After locating the line that contains "Reviewer note: confirm that every instance of the pink", restate it and each later line word for word through the end of the records.

[Excerpts from a dataset]
=-=-=-=-=
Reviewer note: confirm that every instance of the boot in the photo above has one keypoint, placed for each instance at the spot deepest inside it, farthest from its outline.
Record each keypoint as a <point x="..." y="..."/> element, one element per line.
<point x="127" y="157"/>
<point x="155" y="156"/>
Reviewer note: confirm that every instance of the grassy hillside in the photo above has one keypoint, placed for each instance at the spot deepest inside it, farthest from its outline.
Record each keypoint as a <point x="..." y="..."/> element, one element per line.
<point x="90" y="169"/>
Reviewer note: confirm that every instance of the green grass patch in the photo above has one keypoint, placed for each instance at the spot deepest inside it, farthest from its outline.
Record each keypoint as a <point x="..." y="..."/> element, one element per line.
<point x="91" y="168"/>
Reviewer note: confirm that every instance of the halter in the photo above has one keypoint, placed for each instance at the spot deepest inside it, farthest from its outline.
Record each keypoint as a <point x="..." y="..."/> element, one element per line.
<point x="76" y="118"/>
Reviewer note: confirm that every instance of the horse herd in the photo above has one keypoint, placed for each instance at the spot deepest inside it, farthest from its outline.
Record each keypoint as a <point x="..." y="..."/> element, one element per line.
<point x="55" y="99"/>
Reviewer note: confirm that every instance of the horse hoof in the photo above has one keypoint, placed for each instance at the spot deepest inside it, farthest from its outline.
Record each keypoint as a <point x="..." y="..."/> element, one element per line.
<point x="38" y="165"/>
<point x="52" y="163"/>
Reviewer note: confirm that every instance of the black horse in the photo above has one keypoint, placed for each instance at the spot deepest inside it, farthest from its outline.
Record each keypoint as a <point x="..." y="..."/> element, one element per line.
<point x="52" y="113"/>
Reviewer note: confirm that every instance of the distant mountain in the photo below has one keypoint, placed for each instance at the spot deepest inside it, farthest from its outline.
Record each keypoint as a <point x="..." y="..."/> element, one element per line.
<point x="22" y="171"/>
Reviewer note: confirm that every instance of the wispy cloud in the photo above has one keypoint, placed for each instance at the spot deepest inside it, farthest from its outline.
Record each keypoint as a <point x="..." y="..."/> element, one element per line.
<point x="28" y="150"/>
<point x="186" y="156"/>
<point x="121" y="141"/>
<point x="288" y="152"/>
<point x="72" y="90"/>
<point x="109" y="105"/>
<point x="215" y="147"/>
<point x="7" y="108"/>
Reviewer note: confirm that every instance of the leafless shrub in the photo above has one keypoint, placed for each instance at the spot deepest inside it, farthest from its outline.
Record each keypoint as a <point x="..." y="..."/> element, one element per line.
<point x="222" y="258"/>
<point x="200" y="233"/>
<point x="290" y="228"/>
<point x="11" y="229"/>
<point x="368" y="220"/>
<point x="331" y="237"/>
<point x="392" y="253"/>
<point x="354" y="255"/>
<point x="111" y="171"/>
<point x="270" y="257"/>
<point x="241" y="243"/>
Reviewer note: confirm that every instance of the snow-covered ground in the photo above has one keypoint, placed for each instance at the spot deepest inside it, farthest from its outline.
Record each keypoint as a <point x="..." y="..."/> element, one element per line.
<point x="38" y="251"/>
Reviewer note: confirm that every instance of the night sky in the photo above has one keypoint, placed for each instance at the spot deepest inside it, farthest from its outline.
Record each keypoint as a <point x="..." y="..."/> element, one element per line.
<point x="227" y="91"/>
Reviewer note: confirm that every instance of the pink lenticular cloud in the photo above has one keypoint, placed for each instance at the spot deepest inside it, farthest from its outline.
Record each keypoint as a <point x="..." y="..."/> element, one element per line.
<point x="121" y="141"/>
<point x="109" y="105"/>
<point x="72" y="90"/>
=-=-=-=-=
* RESULT OF THIS TASK
Reviewer note: confirm that every instance of the pink lenticular cloud in the photo above has one keypoint, placed for each instance at the spot deepest inside it, farthest from its outline.
Record each keypoint as a <point x="..." y="..."/> element, one element per line.
<point x="121" y="141"/>
<point x="109" y="105"/>
<point x="72" y="90"/>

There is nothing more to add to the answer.